Excerpts of labeled region data:
☆ ☆ ☆

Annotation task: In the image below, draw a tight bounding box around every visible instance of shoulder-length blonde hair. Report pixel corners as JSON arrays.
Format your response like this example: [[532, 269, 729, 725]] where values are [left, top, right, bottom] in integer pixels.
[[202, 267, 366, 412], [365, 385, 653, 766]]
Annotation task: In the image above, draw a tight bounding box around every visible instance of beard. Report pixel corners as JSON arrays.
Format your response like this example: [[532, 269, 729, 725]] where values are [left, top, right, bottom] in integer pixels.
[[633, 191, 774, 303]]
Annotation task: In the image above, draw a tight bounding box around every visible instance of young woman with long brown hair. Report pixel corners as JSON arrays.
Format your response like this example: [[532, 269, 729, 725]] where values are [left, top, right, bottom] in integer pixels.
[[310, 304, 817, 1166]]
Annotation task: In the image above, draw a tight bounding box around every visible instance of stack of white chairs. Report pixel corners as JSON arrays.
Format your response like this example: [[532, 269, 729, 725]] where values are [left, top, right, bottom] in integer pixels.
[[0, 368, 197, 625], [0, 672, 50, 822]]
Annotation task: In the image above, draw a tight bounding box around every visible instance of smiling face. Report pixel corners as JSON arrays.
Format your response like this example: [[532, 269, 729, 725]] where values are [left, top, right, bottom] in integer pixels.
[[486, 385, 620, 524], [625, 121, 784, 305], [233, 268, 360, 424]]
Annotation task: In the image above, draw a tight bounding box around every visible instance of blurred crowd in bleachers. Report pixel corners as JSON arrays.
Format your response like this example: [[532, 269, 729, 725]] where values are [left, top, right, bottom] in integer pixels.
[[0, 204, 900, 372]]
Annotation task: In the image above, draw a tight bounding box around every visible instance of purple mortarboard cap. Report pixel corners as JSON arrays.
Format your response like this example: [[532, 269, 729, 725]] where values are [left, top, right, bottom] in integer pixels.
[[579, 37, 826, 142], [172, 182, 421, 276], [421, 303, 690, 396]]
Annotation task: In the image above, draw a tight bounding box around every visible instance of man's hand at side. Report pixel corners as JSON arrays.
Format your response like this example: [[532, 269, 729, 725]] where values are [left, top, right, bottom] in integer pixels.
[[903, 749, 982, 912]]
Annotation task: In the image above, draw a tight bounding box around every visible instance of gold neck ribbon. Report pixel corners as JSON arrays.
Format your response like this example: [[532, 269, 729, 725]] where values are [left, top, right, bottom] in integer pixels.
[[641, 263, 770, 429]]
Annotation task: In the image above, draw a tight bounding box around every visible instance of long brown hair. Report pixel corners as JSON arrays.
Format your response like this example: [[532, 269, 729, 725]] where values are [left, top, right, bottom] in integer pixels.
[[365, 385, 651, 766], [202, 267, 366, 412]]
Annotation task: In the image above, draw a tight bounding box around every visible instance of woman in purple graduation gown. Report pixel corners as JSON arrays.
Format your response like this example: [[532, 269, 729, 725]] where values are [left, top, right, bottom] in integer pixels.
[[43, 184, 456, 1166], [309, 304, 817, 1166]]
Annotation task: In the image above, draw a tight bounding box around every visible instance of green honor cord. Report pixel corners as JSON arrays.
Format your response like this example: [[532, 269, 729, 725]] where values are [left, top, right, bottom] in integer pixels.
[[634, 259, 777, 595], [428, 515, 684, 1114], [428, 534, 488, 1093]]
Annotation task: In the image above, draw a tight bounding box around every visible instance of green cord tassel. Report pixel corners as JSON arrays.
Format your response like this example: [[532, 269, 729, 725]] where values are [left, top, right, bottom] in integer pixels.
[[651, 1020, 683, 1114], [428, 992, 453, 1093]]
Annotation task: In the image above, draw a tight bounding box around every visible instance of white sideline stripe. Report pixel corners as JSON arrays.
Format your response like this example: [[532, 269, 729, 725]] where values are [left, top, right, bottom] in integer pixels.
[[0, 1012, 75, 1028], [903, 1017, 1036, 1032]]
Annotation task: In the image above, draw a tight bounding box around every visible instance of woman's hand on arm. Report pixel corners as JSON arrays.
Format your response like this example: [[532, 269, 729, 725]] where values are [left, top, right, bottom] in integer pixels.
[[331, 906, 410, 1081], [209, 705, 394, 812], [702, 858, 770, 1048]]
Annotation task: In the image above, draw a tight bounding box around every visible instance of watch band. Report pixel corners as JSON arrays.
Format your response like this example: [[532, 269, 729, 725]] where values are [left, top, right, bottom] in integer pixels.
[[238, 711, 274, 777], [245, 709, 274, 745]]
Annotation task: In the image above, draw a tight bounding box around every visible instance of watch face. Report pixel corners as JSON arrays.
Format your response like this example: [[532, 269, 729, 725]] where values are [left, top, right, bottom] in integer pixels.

☆ ☆ ☆

Retype each of the lines above exactly, from first to last.

WORKED SOLUTION
Annotation task: In the image below, draw a tight bounding box around every visible instance of shoulder-length blonde hair. Report pixel corners as JSON arrays.
Format your response like this example: [[532, 269, 729, 725]] where values are [left, top, right, bottom] in integer pixels.
[[202, 267, 366, 412], [365, 385, 653, 766]]
Annotation task: In the image above, draw a tight bounding box around every visible instance of beard. Report pixel corners as JSON arrays.
Format your response like this example: [[532, 269, 729, 725]] where values are [left, top, right, bottom] in integer pixels.
[[633, 191, 774, 303]]
Annotation task: In the image above, draw a tight bounding box around every visible instance of young woman with long brown hair. Report pixel corners as JSON arrays.
Format your response like this example: [[532, 269, 729, 725]] where values are [left, top, right, bottom] in integer pixels.
[[310, 304, 817, 1166]]
Annotation task: In the image above, draw a tight bounding box around every visible instance of stack of white chairs. Report pixel corners as JSON arrays.
Format your response like this example: [[532, 269, 729, 725]] where values are [left, top, right, bottom] in integer pixels.
[[0, 368, 197, 625], [0, 672, 50, 822]]
Annotation task: In the image above, draw a tight bounding box around every visible instance of smiling face. Report pixel corners as JSON arrays.
Format your response like this example: [[532, 269, 729, 725]] where values are [left, top, right, bottom] in integer pixels.
[[486, 385, 620, 524], [625, 121, 784, 305], [233, 268, 360, 424]]
Annotation task: In the image above, draw a tight bounding box around every visible instance of blurred crowd in bleachers. Report pixel corners as JSON arrays.
Format your response like this example: [[532, 269, 729, 725]] where values are [left, top, right, bottom] in integer pixels.
[[0, 204, 900, 372]]
Annotation task: In the image above, draw a tight bounding box around every visible instance of purple mortarboard cap. Report pixel corners as JSON arrays.
Format your response like this example: [[532, 269, 729, 725]] where values are [left, top, right, bottom] in integer pixels.
[[579, 37, 826, 142], [172, 182, 421, 276], [421, 303, 690, 396]]
Annotation task: In the image above, draw a tight bounding box around every visible instance of man's hand at side. Report pixel corners as JSON arrays.
Format your response like this example: [[532, 269, 729, 725]] where values are [left, top, right, bottom] in integer pixels.
[[903, 749, 982, 912]]
Annotation task: In the image above, draw a tight bounding box around every visible instance of gold neck ribbon. Report pixel corners as JSON arrays.
Format your response like this example: [[532, 269, 729, 725]] where values are [left, top, right, bottom] in integer pixels.
[[641, 263, 770, 429]]
Annotation task: In the image above, draw a tight bounding box around every visible instance of long brown hair. Report pixel corners as JSON arrays.
Format your response like this example: [[532, 269, 729, 725]] where values are [left, top, right, bottom] in integer pixels.
[[365, 385, 651, 766], [202, 267, 366, 412]]
Annotation task: In the image above, draw a tight bounding box around every visible instance of woman in purple graduation gown. Report pixel corners as JSON arrays.
Format your response like this example: [[532, 269, 729, 725]] where values are [left, top, right, bottom] in integer pixels.
[[43, 184, 456, 1166], [309, 304, 817, 1166]]
Annotation task: In the image above, draw a tight bounding box around every visible instance of green honor cord. Report pixel corners as JSON arrays.
Format your response like this example: [[532, 269, 729, 725]] where values are [left, top, right, bottom] in integer pixels.
[[634, 259, 777, 595], [428, 515, 684, 1114], [428, 534, 488, 1093]]
Annotation task: In the image above, draw a tight bounding box around every visible instance of green cord tassel. Report pixel corners as JSON arrays.
Format your response like this example: [[532, 269, 729, 725]] where values are [left, top, right, bottom] in integer pixels.
[[651, 1020, 683, 1114], [428, 992, 453, 1093]]
Annotation task: In the image above, draw a tight bounding box around every visible instance of white sideline stripe. Report pixel corners as JSON arrays.
Format your response like this example: [[532, 269, 729, 725]] where values are [left, top, right, bottom] in integer pixels.
[[0, 1012, 75, 1028], [903, 1017, 1036, 1032]]
Annotation task: In the image above, draw a tight bounding box around every visible instance of woman's hand on arm. Report pixel corners as JSON arrays.
Format your response like this example: [[532, 269, 729, 725]] where values are [left, top, right, bottom] in integer pixels.
[[331, 906, 410, 1081], [209, 705, 394, 812], [702, 858, 770, 1048]]
Annotation task: In the image above, draw a tight bounding box around every visible instance of watch band. Report pixel corners as JSON arrays.
Format your response like this example: [[532, 269, 729, 725]] where values are [left, top, right, bottom] in integer pixels.
[[238, 711, 274, 777], [245, 709, 274, 745]]
Annotation task: In the image above, draw a tight bounding box around every visible instance of watch face. Report pixel corners as JSON arrays.
Format your response like this example: [[532, 269, 729, 725]] where values are [left, top, right, bottom] in integer pixels.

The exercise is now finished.